What to produce:
What is needed is an exact repeat of the lines from the line containing "For every instance of the worn" through the final line of the entries below, and nothing else.

Coordinate annotation entries:
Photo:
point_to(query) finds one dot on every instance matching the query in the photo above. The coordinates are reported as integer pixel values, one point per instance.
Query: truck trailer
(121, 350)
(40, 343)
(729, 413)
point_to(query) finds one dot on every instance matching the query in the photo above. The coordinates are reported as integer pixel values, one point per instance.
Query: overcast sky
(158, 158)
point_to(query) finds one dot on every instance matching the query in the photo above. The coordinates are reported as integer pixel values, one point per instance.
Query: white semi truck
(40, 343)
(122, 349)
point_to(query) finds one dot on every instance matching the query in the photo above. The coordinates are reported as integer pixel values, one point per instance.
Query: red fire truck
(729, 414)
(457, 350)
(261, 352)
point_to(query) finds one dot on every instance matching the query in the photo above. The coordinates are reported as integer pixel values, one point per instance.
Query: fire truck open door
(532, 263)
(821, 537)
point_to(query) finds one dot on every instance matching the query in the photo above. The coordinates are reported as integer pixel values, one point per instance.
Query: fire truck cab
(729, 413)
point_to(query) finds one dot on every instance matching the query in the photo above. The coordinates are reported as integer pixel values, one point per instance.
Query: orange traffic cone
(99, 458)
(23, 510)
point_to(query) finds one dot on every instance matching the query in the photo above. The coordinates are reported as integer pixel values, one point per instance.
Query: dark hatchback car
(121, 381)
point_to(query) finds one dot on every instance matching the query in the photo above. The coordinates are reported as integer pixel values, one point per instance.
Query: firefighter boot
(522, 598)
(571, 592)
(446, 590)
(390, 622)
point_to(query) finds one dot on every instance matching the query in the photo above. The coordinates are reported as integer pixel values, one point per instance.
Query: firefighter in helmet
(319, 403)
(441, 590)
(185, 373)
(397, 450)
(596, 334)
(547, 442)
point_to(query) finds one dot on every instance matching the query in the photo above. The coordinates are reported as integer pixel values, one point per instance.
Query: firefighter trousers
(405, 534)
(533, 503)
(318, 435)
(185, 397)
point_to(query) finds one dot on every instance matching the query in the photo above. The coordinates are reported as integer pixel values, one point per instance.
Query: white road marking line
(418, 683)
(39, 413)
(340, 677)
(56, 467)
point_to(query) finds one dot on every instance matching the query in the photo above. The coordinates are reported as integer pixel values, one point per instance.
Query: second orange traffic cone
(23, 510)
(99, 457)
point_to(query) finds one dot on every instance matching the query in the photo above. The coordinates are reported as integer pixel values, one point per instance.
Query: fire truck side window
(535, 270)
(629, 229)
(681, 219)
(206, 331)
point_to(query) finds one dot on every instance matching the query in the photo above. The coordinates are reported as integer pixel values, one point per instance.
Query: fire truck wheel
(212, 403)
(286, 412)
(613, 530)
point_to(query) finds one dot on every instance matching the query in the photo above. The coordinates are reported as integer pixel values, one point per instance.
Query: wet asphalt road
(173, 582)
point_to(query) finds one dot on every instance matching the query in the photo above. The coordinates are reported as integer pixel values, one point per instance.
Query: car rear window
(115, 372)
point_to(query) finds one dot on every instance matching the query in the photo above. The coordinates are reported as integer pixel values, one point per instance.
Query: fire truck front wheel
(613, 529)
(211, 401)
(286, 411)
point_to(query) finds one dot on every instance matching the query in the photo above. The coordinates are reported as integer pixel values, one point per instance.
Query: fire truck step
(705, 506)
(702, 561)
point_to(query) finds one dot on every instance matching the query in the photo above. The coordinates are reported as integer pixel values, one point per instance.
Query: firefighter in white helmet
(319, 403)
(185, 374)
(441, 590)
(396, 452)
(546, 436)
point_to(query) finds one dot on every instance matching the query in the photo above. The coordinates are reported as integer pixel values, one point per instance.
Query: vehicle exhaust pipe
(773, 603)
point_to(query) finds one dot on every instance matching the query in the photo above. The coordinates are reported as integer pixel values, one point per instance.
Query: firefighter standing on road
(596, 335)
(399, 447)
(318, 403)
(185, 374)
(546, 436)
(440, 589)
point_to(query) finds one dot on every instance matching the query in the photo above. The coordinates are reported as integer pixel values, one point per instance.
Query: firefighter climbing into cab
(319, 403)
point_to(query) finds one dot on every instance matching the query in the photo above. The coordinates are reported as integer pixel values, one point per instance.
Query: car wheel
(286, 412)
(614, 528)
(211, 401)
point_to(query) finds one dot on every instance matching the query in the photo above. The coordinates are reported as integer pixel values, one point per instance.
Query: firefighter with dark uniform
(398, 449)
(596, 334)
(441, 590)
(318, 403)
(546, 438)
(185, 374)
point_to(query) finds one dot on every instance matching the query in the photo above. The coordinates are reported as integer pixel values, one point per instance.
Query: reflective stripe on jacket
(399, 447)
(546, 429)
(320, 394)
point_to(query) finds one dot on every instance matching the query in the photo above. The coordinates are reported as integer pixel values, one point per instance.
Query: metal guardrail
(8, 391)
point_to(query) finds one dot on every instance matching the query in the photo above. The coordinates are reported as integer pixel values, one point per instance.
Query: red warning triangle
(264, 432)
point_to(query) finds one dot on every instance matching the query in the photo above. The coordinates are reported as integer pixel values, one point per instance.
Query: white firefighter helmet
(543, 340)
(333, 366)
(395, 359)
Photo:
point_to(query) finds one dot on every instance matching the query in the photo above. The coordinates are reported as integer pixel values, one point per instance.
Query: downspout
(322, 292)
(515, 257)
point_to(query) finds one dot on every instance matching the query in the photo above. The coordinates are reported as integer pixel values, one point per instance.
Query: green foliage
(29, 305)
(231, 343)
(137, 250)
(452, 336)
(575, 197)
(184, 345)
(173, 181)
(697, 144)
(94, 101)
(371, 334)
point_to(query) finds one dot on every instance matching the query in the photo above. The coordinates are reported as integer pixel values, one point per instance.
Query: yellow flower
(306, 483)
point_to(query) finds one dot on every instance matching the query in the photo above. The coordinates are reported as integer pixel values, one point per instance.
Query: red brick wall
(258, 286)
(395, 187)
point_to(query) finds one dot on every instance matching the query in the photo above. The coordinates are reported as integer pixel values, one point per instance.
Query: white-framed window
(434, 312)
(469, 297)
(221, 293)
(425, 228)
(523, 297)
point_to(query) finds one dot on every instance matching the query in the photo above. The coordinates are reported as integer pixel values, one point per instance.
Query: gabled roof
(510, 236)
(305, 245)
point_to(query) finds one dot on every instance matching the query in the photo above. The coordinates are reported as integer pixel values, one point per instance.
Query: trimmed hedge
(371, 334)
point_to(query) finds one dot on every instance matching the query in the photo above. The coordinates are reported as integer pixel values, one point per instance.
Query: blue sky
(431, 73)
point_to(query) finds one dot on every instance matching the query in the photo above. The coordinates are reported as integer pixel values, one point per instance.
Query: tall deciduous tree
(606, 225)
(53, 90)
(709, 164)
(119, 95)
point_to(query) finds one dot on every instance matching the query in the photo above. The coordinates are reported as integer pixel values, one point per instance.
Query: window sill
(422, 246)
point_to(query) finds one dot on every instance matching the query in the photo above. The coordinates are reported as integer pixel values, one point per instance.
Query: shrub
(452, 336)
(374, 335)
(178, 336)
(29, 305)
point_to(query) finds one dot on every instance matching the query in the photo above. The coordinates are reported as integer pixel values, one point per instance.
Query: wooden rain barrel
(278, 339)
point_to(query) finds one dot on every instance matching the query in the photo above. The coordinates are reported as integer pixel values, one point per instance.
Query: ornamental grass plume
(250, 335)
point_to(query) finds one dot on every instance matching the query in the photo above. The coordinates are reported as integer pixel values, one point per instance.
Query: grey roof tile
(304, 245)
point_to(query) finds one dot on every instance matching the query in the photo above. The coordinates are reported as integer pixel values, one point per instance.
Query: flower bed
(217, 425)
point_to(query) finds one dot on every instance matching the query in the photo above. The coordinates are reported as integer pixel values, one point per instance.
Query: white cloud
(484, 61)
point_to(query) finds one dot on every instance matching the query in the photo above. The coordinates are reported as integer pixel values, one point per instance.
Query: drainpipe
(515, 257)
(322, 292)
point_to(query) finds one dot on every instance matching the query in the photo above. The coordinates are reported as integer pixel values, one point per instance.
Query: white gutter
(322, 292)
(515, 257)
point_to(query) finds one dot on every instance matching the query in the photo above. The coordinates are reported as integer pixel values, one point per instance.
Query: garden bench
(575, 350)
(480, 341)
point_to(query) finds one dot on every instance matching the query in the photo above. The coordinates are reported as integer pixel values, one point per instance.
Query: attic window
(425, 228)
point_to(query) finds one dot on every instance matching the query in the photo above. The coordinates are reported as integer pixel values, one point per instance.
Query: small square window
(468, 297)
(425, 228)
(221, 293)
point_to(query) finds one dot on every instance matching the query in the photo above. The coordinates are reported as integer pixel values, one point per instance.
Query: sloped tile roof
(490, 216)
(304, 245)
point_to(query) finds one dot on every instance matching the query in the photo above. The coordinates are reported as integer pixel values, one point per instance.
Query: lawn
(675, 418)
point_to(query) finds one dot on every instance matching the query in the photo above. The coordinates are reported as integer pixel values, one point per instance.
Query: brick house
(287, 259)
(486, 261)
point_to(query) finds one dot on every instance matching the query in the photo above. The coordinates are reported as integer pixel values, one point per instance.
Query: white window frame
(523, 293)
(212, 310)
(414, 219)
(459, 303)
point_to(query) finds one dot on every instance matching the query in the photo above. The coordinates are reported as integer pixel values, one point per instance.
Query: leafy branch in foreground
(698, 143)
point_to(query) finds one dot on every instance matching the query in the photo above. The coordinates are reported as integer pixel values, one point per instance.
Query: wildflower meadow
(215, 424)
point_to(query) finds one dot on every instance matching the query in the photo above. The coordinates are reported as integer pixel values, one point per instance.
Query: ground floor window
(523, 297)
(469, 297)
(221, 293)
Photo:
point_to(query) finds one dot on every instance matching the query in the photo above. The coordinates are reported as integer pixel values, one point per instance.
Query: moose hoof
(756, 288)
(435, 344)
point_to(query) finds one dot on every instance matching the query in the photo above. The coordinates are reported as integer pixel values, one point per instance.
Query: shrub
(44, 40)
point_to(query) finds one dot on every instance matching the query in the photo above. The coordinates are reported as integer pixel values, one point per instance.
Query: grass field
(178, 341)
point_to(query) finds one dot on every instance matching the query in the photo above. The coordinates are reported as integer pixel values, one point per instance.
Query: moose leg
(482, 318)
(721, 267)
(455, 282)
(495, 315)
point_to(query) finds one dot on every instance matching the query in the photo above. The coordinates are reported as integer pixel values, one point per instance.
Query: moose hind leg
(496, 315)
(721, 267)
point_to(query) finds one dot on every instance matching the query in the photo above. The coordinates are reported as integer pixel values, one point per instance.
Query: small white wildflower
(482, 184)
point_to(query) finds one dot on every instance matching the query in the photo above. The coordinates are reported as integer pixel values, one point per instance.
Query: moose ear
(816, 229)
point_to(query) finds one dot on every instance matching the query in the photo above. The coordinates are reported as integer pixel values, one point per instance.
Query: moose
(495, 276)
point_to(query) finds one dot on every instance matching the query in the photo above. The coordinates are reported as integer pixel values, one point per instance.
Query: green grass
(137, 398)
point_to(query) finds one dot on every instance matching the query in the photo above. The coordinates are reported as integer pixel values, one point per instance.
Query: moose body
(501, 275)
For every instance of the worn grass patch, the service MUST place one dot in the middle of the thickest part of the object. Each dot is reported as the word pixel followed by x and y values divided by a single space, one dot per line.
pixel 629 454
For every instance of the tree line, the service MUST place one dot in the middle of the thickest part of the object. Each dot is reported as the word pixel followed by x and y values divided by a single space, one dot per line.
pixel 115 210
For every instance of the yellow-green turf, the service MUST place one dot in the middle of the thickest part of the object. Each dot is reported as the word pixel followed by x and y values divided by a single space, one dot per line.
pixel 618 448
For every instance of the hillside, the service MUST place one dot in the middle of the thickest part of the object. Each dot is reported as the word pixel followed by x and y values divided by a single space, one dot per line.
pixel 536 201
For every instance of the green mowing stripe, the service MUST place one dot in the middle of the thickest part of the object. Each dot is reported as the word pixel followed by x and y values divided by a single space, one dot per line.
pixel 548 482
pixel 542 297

Task solution:
For every instance of the worn grass patch, the service MUST place one dot in the middle of the thickest part of the object. Each dot is reported as the word pixel followed by x and y values divided by a single space, one dot per line.
pixel 629 454
For every instance of the tree line, the service MUST place one dot in the middle of the thickest part of the object. Each dot is reported as the word pixel followed by x and y values divided by a single space, one dot per line.
pixel 115 210
For every instance of the yellow-green turf, the service MUST place one dot in the middle of the thickest part of the object. Each dot is reported as the word pixel followed by x and y values divided by a single space, one dot per line.
pixel 618 448
For every instance of the hillside, the service MUST place one dot in the middle of the thickest part of the object. Each dot is reported as the word pixel followed by x and y values divided by a single space, one dot per line.
pixel 536 201
For every instance of the green mowing stripe, the service MUST place one dot in the middle of the thickest part of the object. Each dot is reported as the word pixel followed by x and y values divided by a single space, one dot per line.
pixel 548 482
pixel 542 297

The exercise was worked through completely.